• _Текст отрывка_

▬▬▬

У нас в аттракционе есть классический номер, когда фотографируют зрителей, а потом им раздают их фотографии, наклеенные на специальные паспарту, с надписью: «На память от Кио». Как-то случилось, что эти паспарту закончились, и отец предупредил Фрадкиса, что если завтра не будет паспарту, то на работу пусть не приходит и считает себя уволенным. Дело было в Днепропетровске. Фрадкис пришел в типографию к директору умолять, просить (а тогда были большие затруднения с бумагой — при советской власти всегда почему-то были затруднения с бумагой) — однако директор и слушать не захотел. Сказал: «Я вам могу помочь, но через две недели, через три… А так сразу — вы что, сумасшедший?» Фрадкис начал плакать (он по-актерски очень легко выжимал слезу), встал на колени, говорил, что лишится работы, что его дети (хотя у него никогда не было детей) будут голодать. Но директор типографии был неумолим. Фрадкис пошел на крайние меры. Он увидел, что сзади него находится чан с черной краской. Незаметно для директора сунул туда палец — убедился, что это не кипяток, и, изобразив сердечный приступ, упал в этот чан… почти с головой. И изобразил, что умирает. И ведь дождался, пока директор не закричал кому-то из своих помощников: «Сделайте этому сумасшедшему скорее эти паспарту! Мне не хватало, чтобы он у меня умер здесь…» Через полчаса я встретил Фрадкиса — улица вся на него оглядывалась: шел черный человек, за ним тянулся черный след от краски, а лицо у человека было сияющим. Как говорил в таких случаях Леонид Николаевич, «я аплодировал сам себе за спиной». В руках у него были паспарту, которые он нес Эмилю Теодоровичу. Я же сказал, что он был настоящим администратором — и больше всего на свете радовался своим организационным успехам.

▬▬▬

• _Задания_
[1] Определите, соответствуют ли утверждения (а), (б) и (в) рассказу о Фрадкисе и паспарту. Для каждого ответьте «да» или «нет» и дословно приведите решающие слова из рассказа.
(а) Эта история произошла в Днепропетровске.
(б) Директор типографии сразу согласился помочь Фрадкису.
(в) У Фрадкиса были дети.
[2] Напишите продолжение рассказа о Фрадкисе и паспарту, начиная сразу после его последнего предложения.

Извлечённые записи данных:
▬▬▬

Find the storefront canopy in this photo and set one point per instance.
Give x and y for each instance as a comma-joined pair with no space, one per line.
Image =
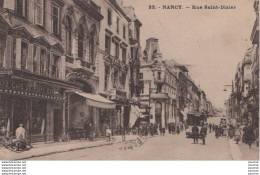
96,100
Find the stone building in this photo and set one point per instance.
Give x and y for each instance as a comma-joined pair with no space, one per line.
159,92
49,67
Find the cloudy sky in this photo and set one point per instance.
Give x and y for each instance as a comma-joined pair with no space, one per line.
213,42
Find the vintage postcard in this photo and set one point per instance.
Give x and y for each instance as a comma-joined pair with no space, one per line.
129,80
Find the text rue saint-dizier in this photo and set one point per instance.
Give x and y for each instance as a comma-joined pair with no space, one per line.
193,7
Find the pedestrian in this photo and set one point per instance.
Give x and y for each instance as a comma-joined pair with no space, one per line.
216,131
20,134
108,133
178,129
169,128
203,133
210,126
250,135
173,128
237,134
257,136
195,133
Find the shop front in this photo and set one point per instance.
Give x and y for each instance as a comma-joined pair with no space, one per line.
37,104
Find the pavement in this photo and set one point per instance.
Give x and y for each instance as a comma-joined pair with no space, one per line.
168,147
44,149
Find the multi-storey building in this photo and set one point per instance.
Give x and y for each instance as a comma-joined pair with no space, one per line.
119,66
49,67
159,85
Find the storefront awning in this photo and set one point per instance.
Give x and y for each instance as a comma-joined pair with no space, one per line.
96,100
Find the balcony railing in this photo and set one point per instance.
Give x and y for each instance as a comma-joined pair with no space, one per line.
159,79
255,33
84,65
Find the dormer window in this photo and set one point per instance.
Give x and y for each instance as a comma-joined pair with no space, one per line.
21,8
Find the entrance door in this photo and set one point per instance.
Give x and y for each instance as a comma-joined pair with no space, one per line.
20,114
158,113
57,117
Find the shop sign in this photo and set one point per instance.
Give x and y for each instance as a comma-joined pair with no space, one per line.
29,88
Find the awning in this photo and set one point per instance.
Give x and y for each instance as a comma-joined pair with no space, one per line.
96,100
135,113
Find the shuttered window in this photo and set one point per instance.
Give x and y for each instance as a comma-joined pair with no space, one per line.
55,20
39,16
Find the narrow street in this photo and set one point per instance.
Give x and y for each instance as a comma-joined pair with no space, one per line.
169,147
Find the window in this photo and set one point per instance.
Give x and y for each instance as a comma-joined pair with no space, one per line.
117,25
55,20
124,55
106,77
21,8
116,49
107,43
24,54
55,66
142,88
159,88
109,17
159,75
69,36
124,31
81,42
39,12
140,76
91,49
115,82
43,62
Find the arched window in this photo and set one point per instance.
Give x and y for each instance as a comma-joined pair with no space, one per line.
81,41
68,36
92,44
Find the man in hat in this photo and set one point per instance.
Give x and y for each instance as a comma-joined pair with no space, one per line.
195,133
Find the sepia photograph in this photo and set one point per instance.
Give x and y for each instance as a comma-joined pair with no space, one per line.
129,80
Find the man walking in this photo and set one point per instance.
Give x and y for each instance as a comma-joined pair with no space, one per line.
195,133
203,133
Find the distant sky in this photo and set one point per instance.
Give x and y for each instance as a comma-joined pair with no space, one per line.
213,42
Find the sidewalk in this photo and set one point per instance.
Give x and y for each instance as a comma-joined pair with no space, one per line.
242,151
42,149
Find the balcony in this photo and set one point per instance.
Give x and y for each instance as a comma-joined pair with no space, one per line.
159,95
255,33
159,79
85,66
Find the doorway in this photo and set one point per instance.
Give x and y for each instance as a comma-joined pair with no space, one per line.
57,117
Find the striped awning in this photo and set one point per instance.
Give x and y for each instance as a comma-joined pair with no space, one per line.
96,100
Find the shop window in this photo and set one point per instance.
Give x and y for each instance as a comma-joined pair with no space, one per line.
106,77
39,12
81,41
2,48
55,20
109,17
159,88
43,62
124,28
69,36
124,55
91,50
24,54
21,8
107,43
117,25
55,66
159,75
116,50
38,117
141,76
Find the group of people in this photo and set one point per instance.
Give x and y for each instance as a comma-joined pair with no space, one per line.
196,133
247,134
175,128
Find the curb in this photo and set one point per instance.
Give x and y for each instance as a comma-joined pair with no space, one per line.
71,149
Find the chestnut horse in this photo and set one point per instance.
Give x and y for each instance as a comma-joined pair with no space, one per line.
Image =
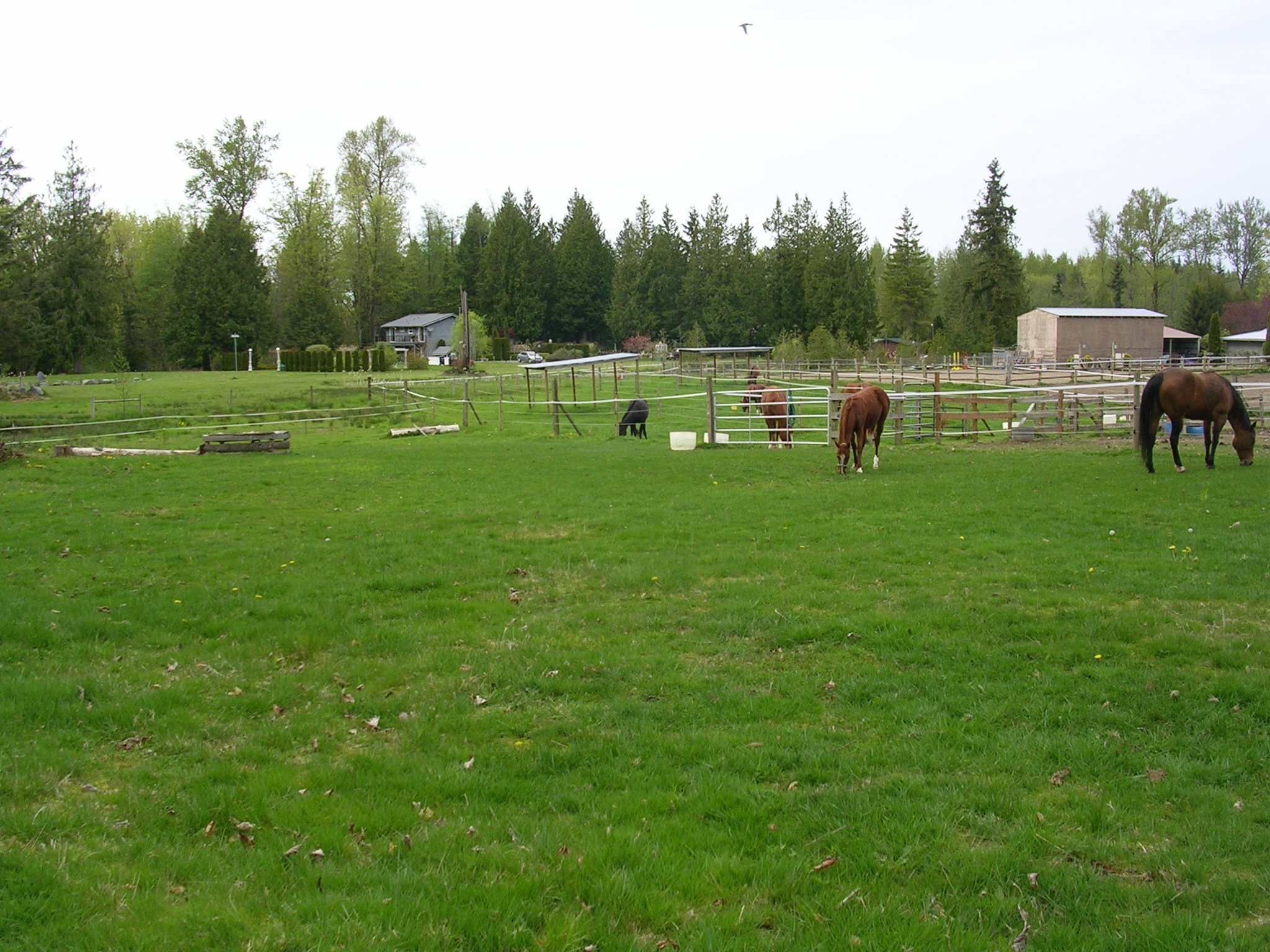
863,415
1206,397
774,404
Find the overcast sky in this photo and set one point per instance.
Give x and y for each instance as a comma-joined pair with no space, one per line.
894,103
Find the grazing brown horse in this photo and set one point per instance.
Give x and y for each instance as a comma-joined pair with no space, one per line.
1181,397
775,405
863,416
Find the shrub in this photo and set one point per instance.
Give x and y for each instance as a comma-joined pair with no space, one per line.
638,345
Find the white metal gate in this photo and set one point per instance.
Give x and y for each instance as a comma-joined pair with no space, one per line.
744,423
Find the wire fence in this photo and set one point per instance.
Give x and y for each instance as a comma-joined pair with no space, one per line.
925,407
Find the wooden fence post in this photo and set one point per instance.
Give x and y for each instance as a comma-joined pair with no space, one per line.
616,418
900,414
939,423
710,410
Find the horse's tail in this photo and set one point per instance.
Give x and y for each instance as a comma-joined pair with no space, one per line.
1148,413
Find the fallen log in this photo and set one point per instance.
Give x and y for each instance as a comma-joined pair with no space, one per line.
117,451
425,431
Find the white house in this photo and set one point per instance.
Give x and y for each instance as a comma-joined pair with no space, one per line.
1249,343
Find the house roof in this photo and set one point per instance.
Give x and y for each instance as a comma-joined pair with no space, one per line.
1256,335
1100,311
1241,316
418,320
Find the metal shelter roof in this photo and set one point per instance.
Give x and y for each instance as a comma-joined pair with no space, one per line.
1101,311
580,362
724,350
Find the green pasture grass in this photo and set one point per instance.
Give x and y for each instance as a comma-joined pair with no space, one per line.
536,694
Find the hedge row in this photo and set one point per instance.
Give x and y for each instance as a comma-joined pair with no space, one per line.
375,361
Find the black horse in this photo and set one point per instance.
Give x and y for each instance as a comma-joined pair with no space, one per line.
636,418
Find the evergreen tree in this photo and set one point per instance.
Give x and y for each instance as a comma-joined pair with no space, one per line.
373,187
75,273
794,234
219,288
1213,343
513,277
468,255
907,295
432,268
838,280
18,306
996,293
667,267
629,302
305,295
584,275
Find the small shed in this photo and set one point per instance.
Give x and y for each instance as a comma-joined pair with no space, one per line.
1181,343
1062,334
1249,343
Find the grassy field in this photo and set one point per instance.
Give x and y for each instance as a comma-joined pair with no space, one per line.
511,692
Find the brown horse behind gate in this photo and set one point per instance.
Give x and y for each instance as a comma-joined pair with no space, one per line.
863,416
1181,397
775,405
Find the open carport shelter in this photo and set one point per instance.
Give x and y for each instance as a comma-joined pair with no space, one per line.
593,363
714,353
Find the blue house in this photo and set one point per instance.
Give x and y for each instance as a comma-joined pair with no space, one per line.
419,333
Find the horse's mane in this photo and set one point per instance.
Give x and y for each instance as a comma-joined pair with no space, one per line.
1238,412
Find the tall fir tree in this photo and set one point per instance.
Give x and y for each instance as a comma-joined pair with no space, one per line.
305,294
513,282
996,288
907,293
471,245
584,275
75,271
18,242
838,282
220,288
628,306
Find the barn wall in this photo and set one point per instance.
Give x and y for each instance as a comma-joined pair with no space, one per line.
1134,337
1038,335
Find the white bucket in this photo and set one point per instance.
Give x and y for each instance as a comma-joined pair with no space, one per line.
683,441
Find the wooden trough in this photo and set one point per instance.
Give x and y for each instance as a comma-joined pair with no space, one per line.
271,442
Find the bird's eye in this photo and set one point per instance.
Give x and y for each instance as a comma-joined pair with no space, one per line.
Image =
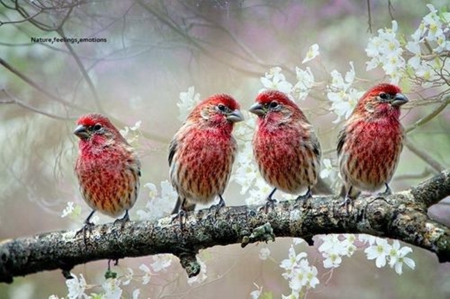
384,96
97,127
222,107
273,104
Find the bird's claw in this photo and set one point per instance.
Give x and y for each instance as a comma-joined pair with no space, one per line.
386,192
180,215
347,202
87,226
123,220
304,198
216,207
269,205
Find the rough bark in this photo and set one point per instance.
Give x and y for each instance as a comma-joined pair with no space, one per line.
401,216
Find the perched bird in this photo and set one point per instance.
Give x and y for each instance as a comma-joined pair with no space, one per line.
285,146
202,152
107,167
370,143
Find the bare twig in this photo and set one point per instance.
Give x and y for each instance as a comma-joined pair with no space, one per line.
424,156
401,216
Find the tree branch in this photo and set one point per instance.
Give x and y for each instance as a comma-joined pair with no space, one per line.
401,216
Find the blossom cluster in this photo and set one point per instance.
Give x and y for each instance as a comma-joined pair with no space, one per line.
416,58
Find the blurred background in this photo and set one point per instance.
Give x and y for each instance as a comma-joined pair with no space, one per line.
153,51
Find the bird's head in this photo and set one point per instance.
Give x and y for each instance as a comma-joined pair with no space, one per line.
218,110
96,129
274,108
382,100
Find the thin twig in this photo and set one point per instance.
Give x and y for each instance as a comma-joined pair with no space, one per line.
423,155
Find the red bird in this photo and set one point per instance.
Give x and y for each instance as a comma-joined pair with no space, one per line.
285,146
370,143
107,167
202,152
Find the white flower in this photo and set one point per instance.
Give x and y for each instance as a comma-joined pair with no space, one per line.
158,206
297,241
385,51
153,192
305,83
112,289
76,287
313,52
264,253
136,126
147,273
291,262
332,249
343,97
293,295
274,79
256,293
327,168
136,293
304,276
379,251
187,102
397,257
161,262
368,239
68,209
128,277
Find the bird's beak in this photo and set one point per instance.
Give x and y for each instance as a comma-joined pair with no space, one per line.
81,132
399,100
235,116
257,109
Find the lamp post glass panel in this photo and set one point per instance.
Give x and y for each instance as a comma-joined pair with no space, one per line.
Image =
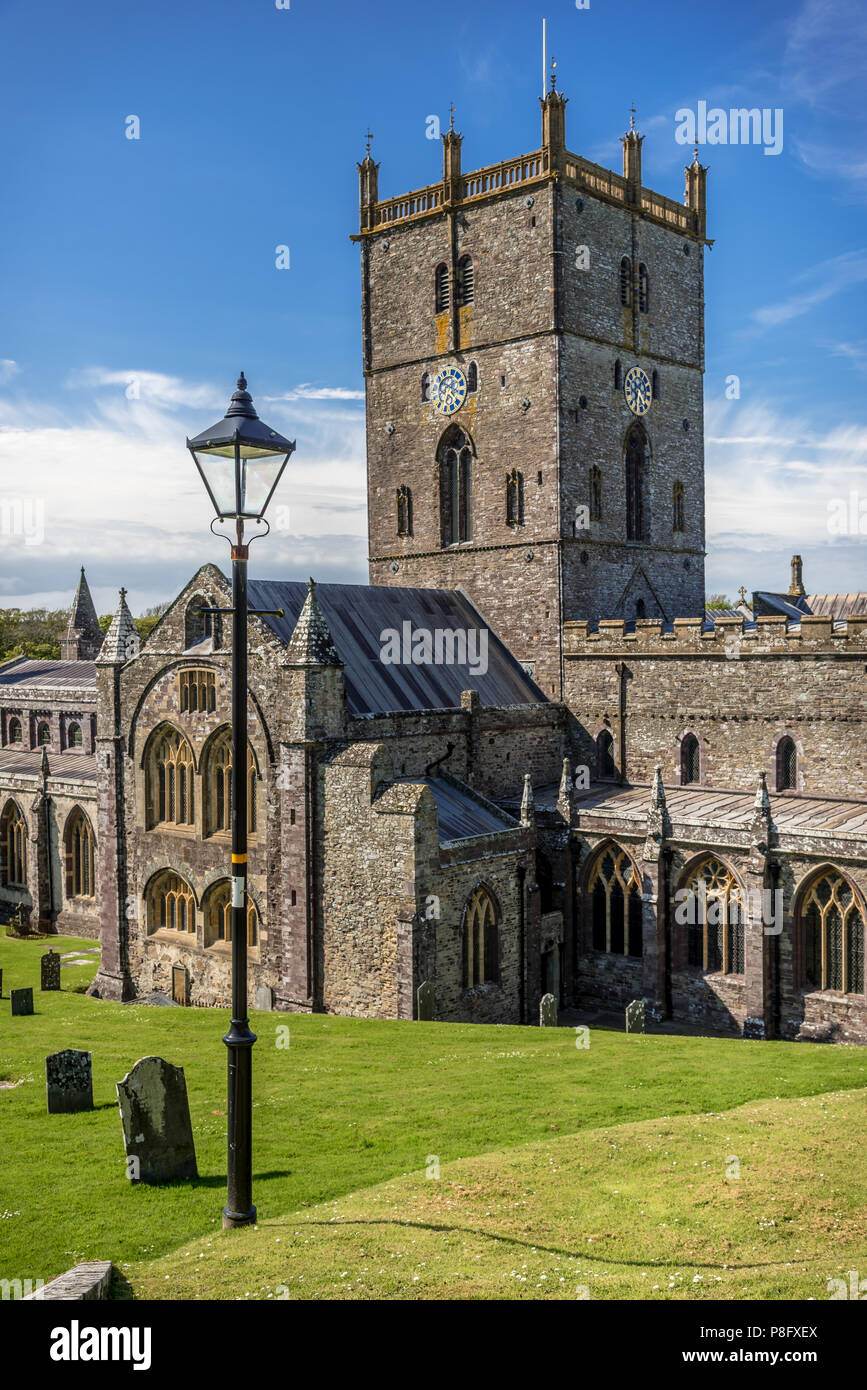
241,462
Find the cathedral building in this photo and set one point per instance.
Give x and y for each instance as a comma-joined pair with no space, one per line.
525,758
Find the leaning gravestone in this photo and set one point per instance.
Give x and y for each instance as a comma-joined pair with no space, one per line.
157,1129
635,1016
50,970
68,1082
548,1012
22,1001
425,1001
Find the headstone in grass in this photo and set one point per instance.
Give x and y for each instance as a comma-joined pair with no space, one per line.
22,1001
635,1016
427,1001
548,1012
50,970
68,1082
156,1119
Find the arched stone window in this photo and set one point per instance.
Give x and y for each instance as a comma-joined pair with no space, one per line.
616,904
677,506
625,281
595,492
514,498
455,458
605,755
79,855
643,289
441,288
171,905
405,510
832,926
13,841
217,786
170,792
202,627
691,761
481,940
710,911
466,281
635,470
787,765
218,916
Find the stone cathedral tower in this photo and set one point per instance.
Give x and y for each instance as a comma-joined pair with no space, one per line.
534,348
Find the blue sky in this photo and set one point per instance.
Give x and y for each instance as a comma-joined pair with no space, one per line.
136,277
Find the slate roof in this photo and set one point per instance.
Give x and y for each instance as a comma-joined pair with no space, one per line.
357,613
60,674
799,815
28,763
463,813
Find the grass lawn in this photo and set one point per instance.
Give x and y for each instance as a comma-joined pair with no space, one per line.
349,1112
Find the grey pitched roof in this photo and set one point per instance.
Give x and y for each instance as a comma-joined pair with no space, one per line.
60,674
357,615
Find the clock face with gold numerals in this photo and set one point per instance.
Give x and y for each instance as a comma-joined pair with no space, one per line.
449,389
638,391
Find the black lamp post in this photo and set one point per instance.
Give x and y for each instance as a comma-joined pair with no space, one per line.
241,462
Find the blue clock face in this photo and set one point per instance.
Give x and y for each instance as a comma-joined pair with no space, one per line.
449,389
638,391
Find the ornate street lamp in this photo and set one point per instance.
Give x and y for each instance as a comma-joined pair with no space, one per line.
241,462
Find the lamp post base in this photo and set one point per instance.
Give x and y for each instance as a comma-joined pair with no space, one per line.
232,1219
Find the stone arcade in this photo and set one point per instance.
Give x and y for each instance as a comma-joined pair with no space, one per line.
605,808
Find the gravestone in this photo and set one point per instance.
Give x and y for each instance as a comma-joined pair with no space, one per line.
50,970
635,1016
264,997
22,1001
425,1001
548,1012
68,1082
157,1129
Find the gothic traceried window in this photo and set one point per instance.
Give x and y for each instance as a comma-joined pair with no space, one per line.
616,904
168,780
217,786
81,855
834,934
170,904
643,289
787,765
218,916
456,487
441,288
595,494
691,761
466,281
625,281
710,912
481,944
14,847
635,470
514,498
405,510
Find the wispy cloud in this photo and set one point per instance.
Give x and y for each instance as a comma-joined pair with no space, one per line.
823,281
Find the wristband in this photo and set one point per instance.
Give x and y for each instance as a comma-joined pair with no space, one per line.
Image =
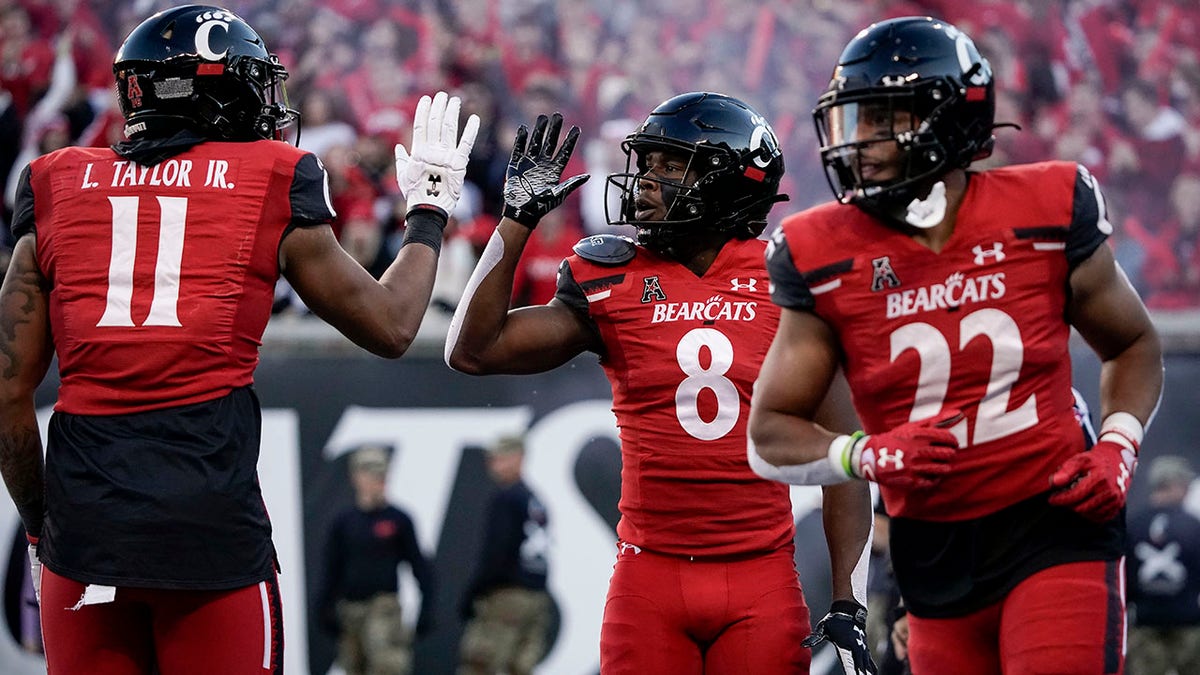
1123,429
425,226
841,452
850,608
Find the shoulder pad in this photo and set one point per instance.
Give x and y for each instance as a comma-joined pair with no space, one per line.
606,249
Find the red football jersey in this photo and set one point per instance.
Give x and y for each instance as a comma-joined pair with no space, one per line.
978,327
682,354
163,276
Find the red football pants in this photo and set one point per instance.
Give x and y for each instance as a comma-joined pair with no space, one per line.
1067,620
143,631
669,614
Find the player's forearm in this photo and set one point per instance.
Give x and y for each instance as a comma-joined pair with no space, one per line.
21,463
1133,381
484,308
409,278
847,518
783,440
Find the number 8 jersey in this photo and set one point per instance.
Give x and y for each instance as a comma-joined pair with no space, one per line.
163,276
682,354
979,326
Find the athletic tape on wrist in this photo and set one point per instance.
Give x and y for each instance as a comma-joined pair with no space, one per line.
1123,429
425,225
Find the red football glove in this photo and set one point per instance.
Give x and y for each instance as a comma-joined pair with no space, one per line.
916,454
1095,483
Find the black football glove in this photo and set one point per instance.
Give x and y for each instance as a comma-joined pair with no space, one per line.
425,623
845,627
532,186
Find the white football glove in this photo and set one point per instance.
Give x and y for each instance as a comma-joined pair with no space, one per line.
431,175
35,569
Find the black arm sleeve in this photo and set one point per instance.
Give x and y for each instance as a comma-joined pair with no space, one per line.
23,210
570,293
310,193
789,288
1089,219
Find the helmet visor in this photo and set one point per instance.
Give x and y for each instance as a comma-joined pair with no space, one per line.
865,143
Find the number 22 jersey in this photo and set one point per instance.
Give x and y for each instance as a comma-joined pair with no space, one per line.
979,326
682,354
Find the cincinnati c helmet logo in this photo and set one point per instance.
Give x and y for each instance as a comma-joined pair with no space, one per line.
208,22
763,137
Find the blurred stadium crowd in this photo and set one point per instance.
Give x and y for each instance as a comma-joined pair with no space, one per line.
1114,84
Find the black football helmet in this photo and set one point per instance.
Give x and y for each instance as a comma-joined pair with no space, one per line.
735,160
204,69
919,65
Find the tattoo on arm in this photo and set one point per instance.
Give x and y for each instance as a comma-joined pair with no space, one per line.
21,463
25,353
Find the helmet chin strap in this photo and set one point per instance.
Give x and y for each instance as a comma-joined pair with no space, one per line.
929,211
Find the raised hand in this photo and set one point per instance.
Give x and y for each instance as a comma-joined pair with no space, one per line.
532,186
432,174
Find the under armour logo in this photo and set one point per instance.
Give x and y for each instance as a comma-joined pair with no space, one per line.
433,189
891,457
982,255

▬▬▬

• _Ответы к заданиям_
[1]
(а) Да: «Дело было в Днепропетровске».
(б) Нет: «однако директор и слушать не захотел».
(в) Нет: «хотя у него никогда не было детей».

[2]
Отец любил, чтобы реклама его выступлений развешивалась, устанавливалась ночью — к утру начала гастролей город должен быть преобразован и жить предвкушением фирменных чудес Кио.
В Риге — отцовские гастроли проходили там на рубеже сороковых-пятидесятых — в стеклах витрин Фрадкис выставил огромные фотографии человека во весь рост и во фраке (в самом низу маленькими буквами было написано, что это заслуженный артист РСФСР Кио). И у проснувшихся наутро латышей создалось полное впечатление, что совершился государственный переворот — человек во фраке: новый Улманис.
Отец его учил, что реклама должна висеть там, где наибольшее скопление народа, где она видна всем и каждому. Когда Фрадкис вывешивал рекламу, он получал огромное удовлетворение от своего труда. Календарики, которые он сам так широко использовал, наш администратор заказывал ежегодно. Бывали случаи, когда он, наездив в такси рублей на десять, совал шоферу календарик. Тот орал: «Ты чего мне даешь, мужик?» На что находчивый Фрадкис говорил: «Ты что, идиот? Каждый календарик стоит как минимум три рубля… Коллекционер настоящий даст тебе за него пять». Несколько сбитый с толку, таксист спрашивал: «А где эти коллекционеры?» Тогда пассажир показывал на улицу и говорил: «Да вот они все ходят, ты что, не видишь?» И самое смешное, что иногда это сходило Фрадкису с рук.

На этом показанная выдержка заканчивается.